Welcome to this blog, the story of a great big Australian adventure. It documents my travels, life in Australia, and a subject close to my heart – environmental conservation. 

Wave-watching in paradise

Wave-watching in paradise

Last week I returned to Byron again. 

We were lucky. We managed to get a cancellation so we could stay overnight Saturday. Normally, you have to book weeks in advance to get a room or apartment of choice. One thing that seems incompatible with Byron's image and raison d'être is the fact that rarely can you visit spontaneously, deciding on a Thursday that you fancy the weekend in your favourite place, and be able to find somewhere to stay.

We decided to drive 'over the top' into New South Wales, via the delightful Numinbah Valley and the Springbrook escarpment. Leave the Pacific Highway at Nerang and take the Nerang-Murwillumbah Road. We turned off left soon after to look at the Hinze Dam. (There was no sign of a dam but there was a tree-lined lake!) Leaving Murwillumbah, follow the Tweed Valley Way to rejoin the Highway for the last 20-odd kilometres to Byron.

> [Raw records]:
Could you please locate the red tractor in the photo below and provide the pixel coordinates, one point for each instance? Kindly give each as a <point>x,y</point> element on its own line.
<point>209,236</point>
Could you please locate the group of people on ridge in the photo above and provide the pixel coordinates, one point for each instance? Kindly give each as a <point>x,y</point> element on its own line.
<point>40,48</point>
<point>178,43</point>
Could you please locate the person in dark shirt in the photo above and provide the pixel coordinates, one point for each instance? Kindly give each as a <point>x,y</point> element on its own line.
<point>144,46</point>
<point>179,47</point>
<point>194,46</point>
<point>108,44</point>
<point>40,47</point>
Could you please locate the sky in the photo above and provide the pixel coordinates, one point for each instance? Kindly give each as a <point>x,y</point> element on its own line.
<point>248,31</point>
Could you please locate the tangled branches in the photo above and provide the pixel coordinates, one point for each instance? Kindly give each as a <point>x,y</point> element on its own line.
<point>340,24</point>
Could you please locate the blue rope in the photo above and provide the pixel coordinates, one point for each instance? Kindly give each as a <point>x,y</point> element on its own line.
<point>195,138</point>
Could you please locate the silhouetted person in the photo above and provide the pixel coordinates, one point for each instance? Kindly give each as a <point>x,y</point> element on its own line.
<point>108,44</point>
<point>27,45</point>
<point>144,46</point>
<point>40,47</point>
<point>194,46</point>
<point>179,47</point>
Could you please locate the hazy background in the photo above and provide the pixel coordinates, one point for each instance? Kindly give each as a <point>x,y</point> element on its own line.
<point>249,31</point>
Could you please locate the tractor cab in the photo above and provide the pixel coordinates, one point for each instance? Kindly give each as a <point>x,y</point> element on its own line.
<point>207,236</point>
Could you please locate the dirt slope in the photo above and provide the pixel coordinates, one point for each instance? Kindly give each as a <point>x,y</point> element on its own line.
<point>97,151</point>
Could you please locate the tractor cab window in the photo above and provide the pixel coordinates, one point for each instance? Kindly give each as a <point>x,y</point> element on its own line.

> [Exercises to complete]:
(1) Please rewrite the stretch of the travel blog from "Welcome to this" through "somewhere to stay.", changing "Byron" to "Byron Bay".
(2) Name every road the travel blog mentions by name.
(3) In the travel blog, what did the writer find at the Hinze Dam turnoff instead of a visible dam?

> [Answers to the tasks]:
(1)
Welcome to this blog, the story of a great big Australian adventure. It documents my travels, life in Australia, and a subject close to my heart – environmental conservation. 

Wave-watching in paradise

Wave-watching in paradise

Last week I returned to Byron Bay again. 

We were lucky. We managed to get a cancellation so we could stay overnight Saturday. Normally, you have to book weeks in advance to get a room or apartment of choice. One thing that seems incompatible with Byron Bay's image and raison d'être is the fact that rarely can you visit spontaneously, deciding on a Thursday that you fancy the weekend in your favourite place, and be able to find somewhere to stay.

(2)
Pacific Highway
Nerang-Murwillumbah Road
Tweed Valley Way

(3) A tree-lined lake.